ACTIONS TO TAKE =>
1. In the passage on Memling's Flowers in a Jug, what does the maiolica jug bear, according to the museum website?
2. Continue the passage on Memling's Flowers in a Jug, starting after its final sentence.

EXTRACT PROVIDED =>
━━━━━━━━

The caveat is that there is a reason this portrait is often shown - it's the most shockingly realistic of Van Eyck's people. We also see the Italians painting "warts and all" within a half-century. The point still stands - just not as the universal rule internet lists present.









Still-life is another Flemish invention that is built on everyday reality. As a portrait is a careful depiction of a person, a still-life carefully depicts an inanimate object. This painting by Memling - a dominant artist of the post-Van Eyck and van der Weyden generation - is the earliest we've found. It is certainly attentive to realistic detail. But look closely before reading on. Can you spot something less prosaically "real"?



Hans Memling, Flowers in a Jug, around 1485, oil on panel, Museo Nacional Thyssen-Bornemisza, Madrid

It's the symbolism. According to the museum website, the maiolica jug has Christ’s monogram and the flowers refer to Mary. Lilies refer to her purity, irises to her as Queen of Heaven and mater dolorosa during the Passion, and aquilegias are associated with the Holy Spirit. This ties into the nature symbolism common throughout the Middle Ages, where plants, animals, gems, etc. were credited with abstract meanings.

The maiolica and the Eastern carpet are signs of commercial wealth. This is an intrinsic internal contradiction to the spiritual message that will become more and more significant.







The museum site also notes that how this painting was originally presented is a mystery. Was it the wing of a triptych like some shown above or part of a diptych? The problem is that these multi-part paintings were later broken up for sale to collectors after the culture changes and the art market picked up. It's improbable that it was free standing. Especially considering that there is a portrait painting on the opposite side. Triptych wings and diptychs were painted on both sides so they showed a picture whether opened or closed.

━━━━━━━━

SUPPLIED DATA =>
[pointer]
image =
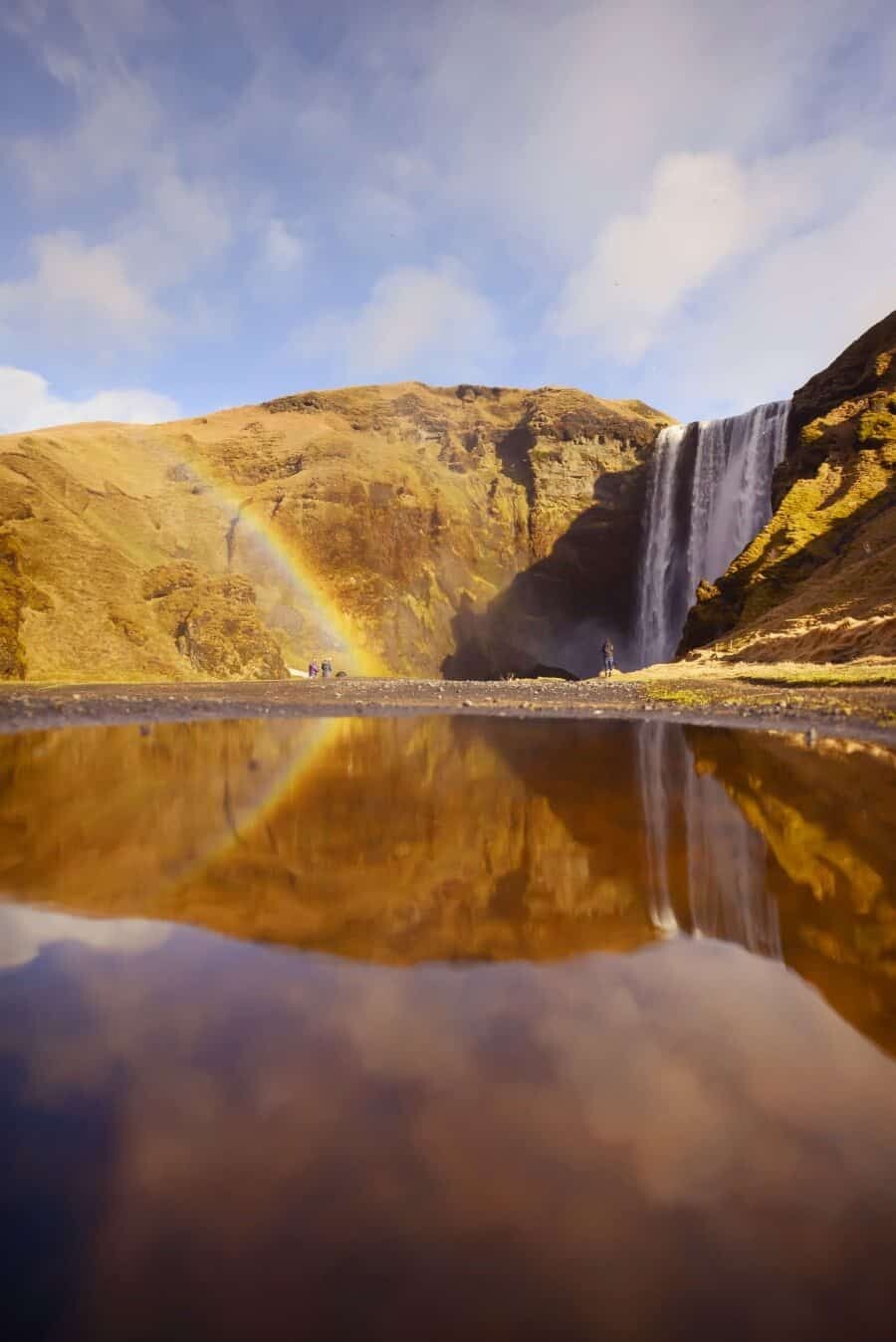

━━━━━━━━

EXPECTED RESULTS =>
1. Christ's monogram.

2.
Here's what Memling's Last Judgment from earlier looks like closed. It's very different from the phantasmagoric open Last Judgment with it's colorful angel and vivid afterlives. Keep in mind that the wings were usually closed.




Hans Memling, The Last Judgment Triptych (closed), between 1466 and 1473, oil on wood, National Museum 

Some important features...

The patrons or customers are shown in prayer with family symbols. Worldly status matched by piety.

The Madonna and Child and St. Michael are shown as monochrome statues. When the doors are closed, they show how real people in the world know holy figures - through representations of the kind found in churches. Less real than the flesh and blood worshippers.

When the wings are open, the spiritual reality that the statues and devotions represent are "shown". It's obviously all representation, but there are levels that correspond to metaphysical relationships.




Hans Memling, Portrait of a Young Man praying, around 1485, oil on panel, Museo Nacional Thyssen-Bornemisza, Madrid

This is on the other side of Memling's Flowers in an Jug. Remember - the museum says the original configuration is unknown but it certainly looks like one wing of a triptych or half a diptych. If so, there would be a scene opposite showing what Mr. Supercuts is visualizing. If so, the vase would be shown when the painting is closed. A symbolic real-world thing that points to the sacred mysteries inside. Maybe.

The point isn't an impossible recreation. It's that clear distinctions like real or idealized don't really hold up.










That's worth repeating - clear distinctions like real or idealized don't really hold up in this climate. This is the world of the Devotio Moderna and Besloten hofje. A world there the sacred and secular intermingle and people desperately try and get closer to the former. Which helps us get a handle on a painting like this one by Van Eyck again.

The items on the self and the fabrics that the Madonna sits on are taken as signs of his realism. Likewise the natural mother and child act of nursing. But look how big she is in the crowded space. What kind of room is this? Where are they? Note the symbolic animals on the throne, and how the arched shelves and window balance. It feels real in detail, but very artificial overall.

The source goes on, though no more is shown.